[[ DATA EXTRACTS, beginning ]]

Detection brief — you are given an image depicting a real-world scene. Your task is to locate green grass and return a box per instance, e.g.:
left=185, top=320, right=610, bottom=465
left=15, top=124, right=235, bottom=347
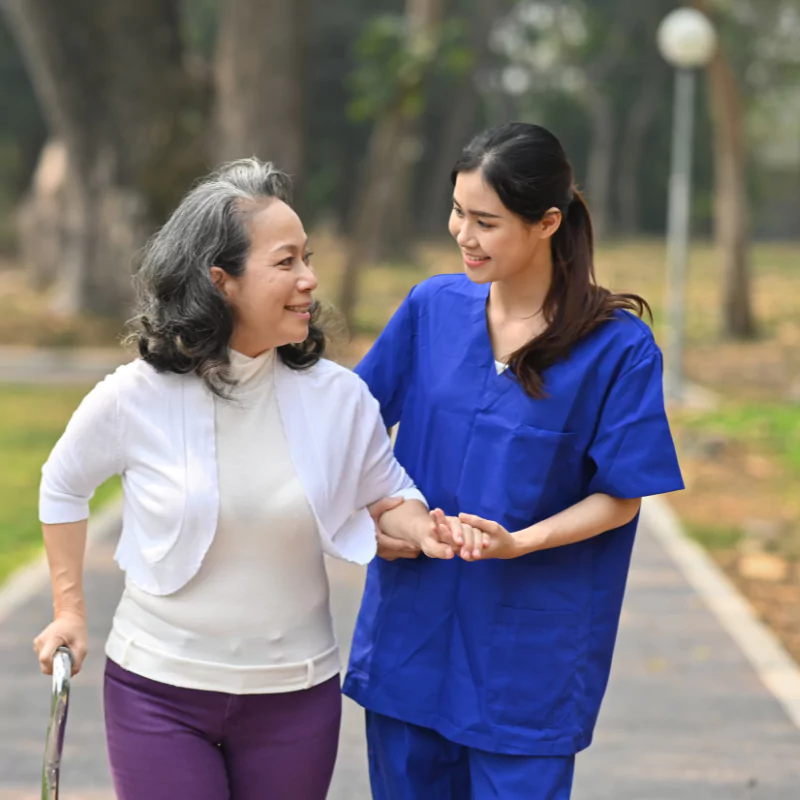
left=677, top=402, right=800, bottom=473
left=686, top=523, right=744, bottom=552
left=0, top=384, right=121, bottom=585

[[ DATA EXTRACTS, end ]]
[[ DATA EXTRACTS, beginning ]]

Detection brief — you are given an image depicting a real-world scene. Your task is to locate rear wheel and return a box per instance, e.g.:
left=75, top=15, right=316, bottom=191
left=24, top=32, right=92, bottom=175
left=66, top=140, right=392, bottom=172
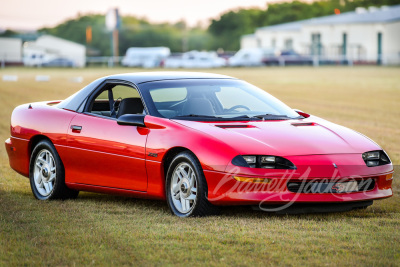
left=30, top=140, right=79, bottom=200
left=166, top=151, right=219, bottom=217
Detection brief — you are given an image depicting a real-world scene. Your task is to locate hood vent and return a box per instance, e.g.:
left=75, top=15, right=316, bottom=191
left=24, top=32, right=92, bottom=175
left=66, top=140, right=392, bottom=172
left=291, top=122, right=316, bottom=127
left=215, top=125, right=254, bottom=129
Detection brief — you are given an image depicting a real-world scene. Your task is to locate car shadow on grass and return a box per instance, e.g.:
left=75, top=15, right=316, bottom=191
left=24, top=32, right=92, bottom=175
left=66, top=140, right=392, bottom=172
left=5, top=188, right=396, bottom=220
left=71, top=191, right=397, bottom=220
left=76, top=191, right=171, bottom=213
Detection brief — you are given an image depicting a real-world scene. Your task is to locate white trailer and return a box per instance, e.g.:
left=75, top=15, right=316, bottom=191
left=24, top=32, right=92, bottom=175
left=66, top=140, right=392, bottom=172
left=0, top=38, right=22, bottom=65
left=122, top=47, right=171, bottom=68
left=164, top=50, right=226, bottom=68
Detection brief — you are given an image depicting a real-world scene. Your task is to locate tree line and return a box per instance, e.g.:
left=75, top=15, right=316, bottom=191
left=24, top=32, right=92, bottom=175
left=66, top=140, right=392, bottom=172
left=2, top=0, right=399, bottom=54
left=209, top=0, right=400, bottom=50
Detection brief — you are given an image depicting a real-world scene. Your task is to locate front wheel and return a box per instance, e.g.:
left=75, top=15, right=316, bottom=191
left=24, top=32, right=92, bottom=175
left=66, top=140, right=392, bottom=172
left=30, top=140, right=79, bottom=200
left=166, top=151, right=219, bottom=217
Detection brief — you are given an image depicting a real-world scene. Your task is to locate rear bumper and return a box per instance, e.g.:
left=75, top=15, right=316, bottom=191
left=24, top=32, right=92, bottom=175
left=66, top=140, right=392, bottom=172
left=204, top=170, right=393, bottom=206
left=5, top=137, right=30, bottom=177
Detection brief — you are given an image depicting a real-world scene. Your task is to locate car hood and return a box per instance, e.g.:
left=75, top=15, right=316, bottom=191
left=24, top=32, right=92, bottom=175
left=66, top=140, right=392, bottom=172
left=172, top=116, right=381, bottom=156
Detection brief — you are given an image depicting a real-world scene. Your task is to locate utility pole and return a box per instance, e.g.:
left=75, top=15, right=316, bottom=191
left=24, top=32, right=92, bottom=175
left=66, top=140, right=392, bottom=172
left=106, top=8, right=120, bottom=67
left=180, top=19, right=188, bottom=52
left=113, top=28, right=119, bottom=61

[[ DATA EXTRACTS, end ]]
[[ DATA EXTRACTS, beginning ]]

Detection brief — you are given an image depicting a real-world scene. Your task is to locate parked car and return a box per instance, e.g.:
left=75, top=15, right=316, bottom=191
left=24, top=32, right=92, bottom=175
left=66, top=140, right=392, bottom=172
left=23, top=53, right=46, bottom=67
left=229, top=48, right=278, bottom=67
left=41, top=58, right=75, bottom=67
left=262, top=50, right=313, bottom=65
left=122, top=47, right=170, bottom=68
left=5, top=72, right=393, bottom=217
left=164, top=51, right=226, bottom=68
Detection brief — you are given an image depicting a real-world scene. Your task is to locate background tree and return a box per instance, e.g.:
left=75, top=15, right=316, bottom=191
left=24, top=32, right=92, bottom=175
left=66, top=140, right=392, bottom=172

[[ DATA EXTRACTS, end ]]

Lines containing the word "wheel" must be found in the data above and copied.

Detection brief — you are given an image depicting a real-world scene. Your task is to locate rear wheel and return a box per instance, e.g.:
Detection brief — you are given an image depicting a real-world scene. Your task is to locate front wheel and return a box per instance, e.g.:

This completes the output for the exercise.